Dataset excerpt
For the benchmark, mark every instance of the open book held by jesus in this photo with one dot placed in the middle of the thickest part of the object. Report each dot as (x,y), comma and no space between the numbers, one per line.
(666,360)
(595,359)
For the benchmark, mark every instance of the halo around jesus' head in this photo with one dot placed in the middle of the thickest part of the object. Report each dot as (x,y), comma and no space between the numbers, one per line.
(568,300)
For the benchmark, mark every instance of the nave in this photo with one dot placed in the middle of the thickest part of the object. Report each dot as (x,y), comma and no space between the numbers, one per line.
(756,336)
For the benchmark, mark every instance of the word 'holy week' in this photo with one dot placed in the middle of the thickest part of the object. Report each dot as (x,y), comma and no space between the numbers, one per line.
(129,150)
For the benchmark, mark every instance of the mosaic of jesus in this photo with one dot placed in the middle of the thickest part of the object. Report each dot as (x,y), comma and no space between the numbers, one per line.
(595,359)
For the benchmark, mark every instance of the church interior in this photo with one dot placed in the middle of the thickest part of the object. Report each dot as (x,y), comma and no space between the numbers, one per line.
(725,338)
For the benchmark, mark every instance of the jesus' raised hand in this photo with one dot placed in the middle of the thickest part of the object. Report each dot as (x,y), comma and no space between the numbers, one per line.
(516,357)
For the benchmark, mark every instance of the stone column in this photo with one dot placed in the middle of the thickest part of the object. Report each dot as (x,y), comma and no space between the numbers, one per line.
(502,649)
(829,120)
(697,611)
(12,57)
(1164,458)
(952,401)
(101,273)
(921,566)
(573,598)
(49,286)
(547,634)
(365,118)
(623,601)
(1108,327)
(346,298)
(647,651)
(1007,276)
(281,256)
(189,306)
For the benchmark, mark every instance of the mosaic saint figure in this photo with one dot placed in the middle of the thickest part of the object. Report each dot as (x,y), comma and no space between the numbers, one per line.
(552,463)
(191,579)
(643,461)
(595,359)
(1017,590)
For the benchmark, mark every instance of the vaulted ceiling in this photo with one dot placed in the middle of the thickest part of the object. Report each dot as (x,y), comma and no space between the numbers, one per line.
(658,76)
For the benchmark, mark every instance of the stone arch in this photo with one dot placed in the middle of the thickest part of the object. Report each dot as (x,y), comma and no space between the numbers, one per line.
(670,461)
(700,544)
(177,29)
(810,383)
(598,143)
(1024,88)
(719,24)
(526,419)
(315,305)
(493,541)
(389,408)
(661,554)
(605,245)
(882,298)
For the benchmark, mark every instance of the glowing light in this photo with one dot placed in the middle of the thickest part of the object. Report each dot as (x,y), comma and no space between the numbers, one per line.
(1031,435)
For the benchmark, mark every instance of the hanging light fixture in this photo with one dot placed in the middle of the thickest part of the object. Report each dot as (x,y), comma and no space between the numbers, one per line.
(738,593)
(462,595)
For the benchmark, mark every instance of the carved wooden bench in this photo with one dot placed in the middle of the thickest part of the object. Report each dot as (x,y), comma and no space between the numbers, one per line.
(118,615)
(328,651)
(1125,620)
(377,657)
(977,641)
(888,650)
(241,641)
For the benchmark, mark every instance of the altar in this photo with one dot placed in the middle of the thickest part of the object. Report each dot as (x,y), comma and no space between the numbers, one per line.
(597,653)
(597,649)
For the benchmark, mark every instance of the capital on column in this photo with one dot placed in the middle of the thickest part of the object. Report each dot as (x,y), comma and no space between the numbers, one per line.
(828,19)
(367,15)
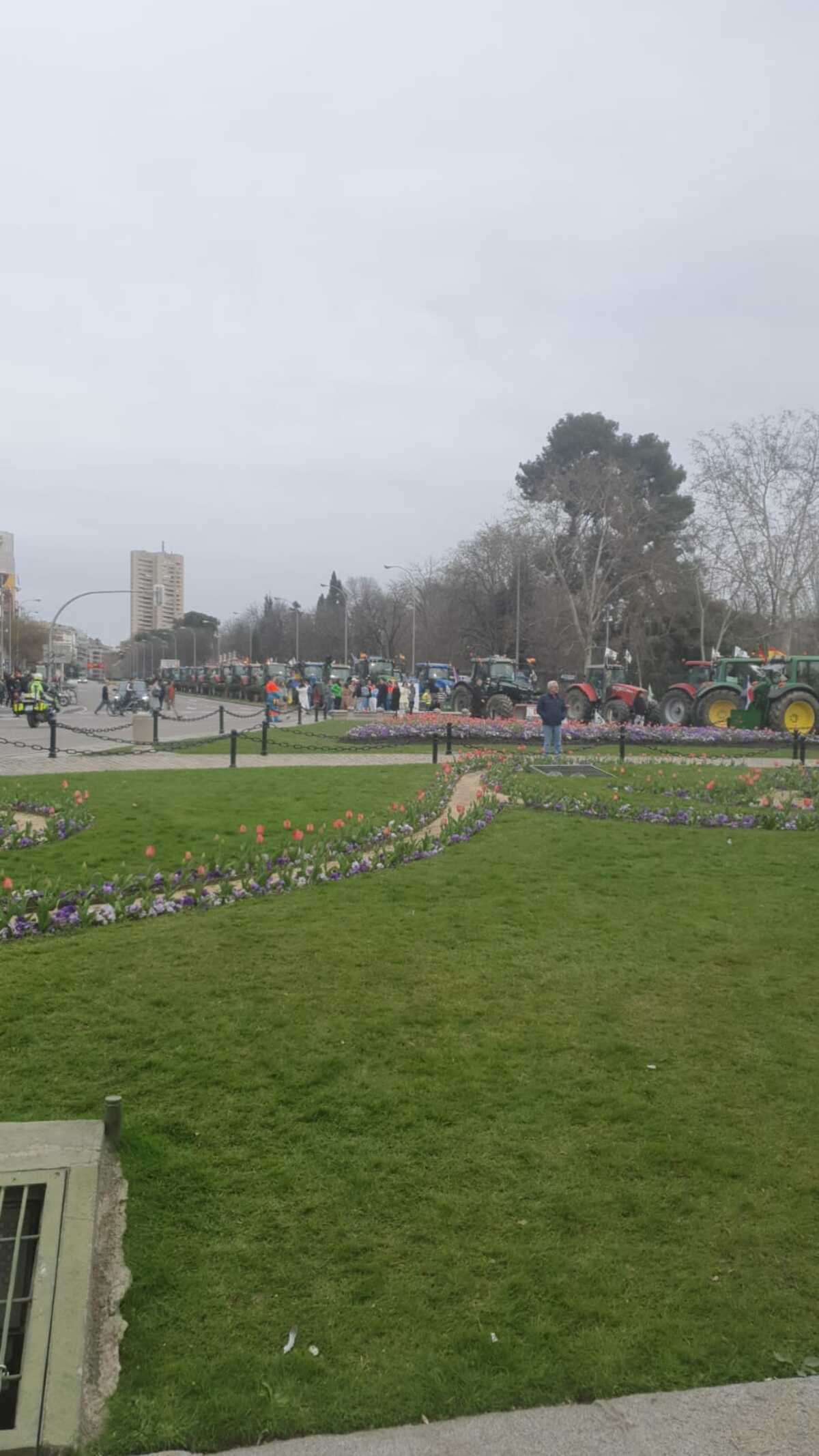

▶ **Problem**
Gather every line of the records that contains the word "stone", and copy each one out in full.

▶ **Output below**
For the benchmark, mark every instance of the stone column in this photo with one dot placed in the middle of the thickest part of the object. Report each dot as (x,y), comma and no space between the numbers, one per line.
For the benchmark, mark every instance of the stone arch in this photo with one dot placed in the middle of the thickest part of the object. Report each dot as (x,y), comma and no space between the numbers, one per line.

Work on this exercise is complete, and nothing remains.